start Material provided

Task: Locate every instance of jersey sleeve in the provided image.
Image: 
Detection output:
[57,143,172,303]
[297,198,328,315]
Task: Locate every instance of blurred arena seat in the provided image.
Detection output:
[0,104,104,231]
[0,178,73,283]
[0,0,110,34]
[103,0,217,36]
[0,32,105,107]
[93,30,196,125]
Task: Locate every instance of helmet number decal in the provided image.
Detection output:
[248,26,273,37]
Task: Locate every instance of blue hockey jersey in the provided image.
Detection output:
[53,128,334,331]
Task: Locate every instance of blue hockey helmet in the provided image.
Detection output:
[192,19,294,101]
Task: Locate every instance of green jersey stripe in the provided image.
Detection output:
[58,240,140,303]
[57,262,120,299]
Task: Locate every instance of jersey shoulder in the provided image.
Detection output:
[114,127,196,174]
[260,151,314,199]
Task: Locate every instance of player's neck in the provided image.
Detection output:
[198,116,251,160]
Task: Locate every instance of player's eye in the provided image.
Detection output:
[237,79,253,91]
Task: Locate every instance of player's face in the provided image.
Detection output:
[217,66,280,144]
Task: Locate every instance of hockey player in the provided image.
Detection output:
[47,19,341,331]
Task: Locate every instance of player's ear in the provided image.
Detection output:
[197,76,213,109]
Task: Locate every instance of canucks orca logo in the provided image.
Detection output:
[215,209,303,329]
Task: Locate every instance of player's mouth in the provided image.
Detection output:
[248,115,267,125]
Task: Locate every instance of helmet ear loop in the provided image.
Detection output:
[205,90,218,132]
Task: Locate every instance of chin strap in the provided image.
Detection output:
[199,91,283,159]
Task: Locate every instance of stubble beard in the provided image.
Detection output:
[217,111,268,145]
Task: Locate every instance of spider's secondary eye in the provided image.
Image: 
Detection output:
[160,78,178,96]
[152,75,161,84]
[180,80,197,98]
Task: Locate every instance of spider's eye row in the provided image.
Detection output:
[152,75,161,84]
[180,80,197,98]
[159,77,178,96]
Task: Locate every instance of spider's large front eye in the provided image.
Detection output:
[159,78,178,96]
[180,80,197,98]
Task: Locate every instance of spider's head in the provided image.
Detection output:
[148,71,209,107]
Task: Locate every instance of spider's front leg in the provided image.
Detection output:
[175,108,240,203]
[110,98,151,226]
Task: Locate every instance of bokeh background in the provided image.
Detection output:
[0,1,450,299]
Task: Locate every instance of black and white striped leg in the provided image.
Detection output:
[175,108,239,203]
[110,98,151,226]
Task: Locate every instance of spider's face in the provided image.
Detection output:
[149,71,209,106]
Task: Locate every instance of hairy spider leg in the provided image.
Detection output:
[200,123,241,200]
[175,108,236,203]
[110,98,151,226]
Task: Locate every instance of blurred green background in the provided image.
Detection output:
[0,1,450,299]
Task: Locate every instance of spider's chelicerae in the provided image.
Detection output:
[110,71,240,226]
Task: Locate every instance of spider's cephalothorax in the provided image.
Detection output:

end Material provided

Written task ->
Repeat all of the records above word for word, without changing any line.

Full answer ->
Task: Locate every instance of jersey sleeve in the provided image.
Image: 
Detection output:
[57,143,172,303]
[297,198,328,315]
Task: Locate every instance of blurred arena seat in the provided image.
Detection output:
[0,104,104,231]
[0,178,73,283]
[0,0,110,34]
[103,0,217,36]
[0,32,105,107]
[93,30,196,125]
Task: Locate every instance of helmet number decal in the provided image.
Detection output:
[248,26,273,37]
Task: Locate every instance of blue hockey jersey in the provided image.
Detection output:
[53,128,334,331]
Task: Locate every instance of blue hockey helmet in the provided image.
Detection output:
[192,19,294,101]
Task: Locate every instance of green jersey stripe in the provided image.
Detection output:
[58,240,140,303]
[57,262,120,299]
Task: Locate every instance of jersey shoulder in the provided image.
Detection output:
[114,127,196,174]
[260,151,314,199]
Task: Locate every instance of player's neck in the provided image.
Detection output:
[198,116,251,160]
Task: Locate every instance of player's eye in the provided image.
Detection output:
[237,79,253,91]
Task: Locate every instance of player's face in the provided image.
Detection output:
[217,66,280,144]
Task: Locate every instance of hockey player in the provided image.
Detection output:
[47,19,341,331]
Task: Locate every instance of player's ear in the provided image.
Detection output:
[197,76,213,109]
Task: Locate every instance of canucks orca logo in the provided image.
Detection output:
[215,209,303,329]
Task: Locate every instance of player's mouth in the provided image.
Detection output:
[248,115,267,125]
Task: Locate every instance of helmet ear loop in the provided image.
Detection output:
[205,90,218,132]
Task: Locate every instance of chin strap in the provided image.
Detection output:
[199,91,283,159]
Task: Locate every instance of stubble beard in the provided image.
Detection output:
[217,111,268,145]
Task: Locate every instance of spider's secondary eye in the provided image.
Image: 
Detection output:
[160,78,178,96]
[152,75,161,84]
[180,80,197,98]
Task: Locate every instance of spider's eye row in the provided image.
Detection output:
[152,75,161,84]
[180,80,197,98]
[159,77,178,96]
Task: Locate every instance of spider's large front eye in the provided image.
Detection output:
[159,78,178,96]
[180,80,197,98]
Task: Locate every instance of spider's head in the provided image.
Detection output:
[148,71,209,107]
Task: Locate every instance of spider's front leg in the provided image.
Detection output:
[175,108,240,203]
[110,98,151,226]
Task: Locate every instance of bokeh background in the provided image.
Detection output:
[0,1,450,299]
Task: Locate every instance of black and white striped leg in the provided image.
Detection output:
[175,108,239,203]
[110,98,151,226]
Task: Locate every instance of spider's face in the provided image.
Detection output:
[149,71,209,106]
Task: Locate every instance of hairy spider leg in the provided image.
Detection output:
[200,123,241,200]
[175,108,236,203]
[110,98,151,226]
Task: Locate every instance of blurred green background in the provided image.
Detection output:
[0,1,450,299]
Task: Locate every instance of spider's chelicerae in the provided image.
Detection output:
[110,71,240,226]
Task: Locate every instance of spider's cephalothorax in the provided image.
Detection output:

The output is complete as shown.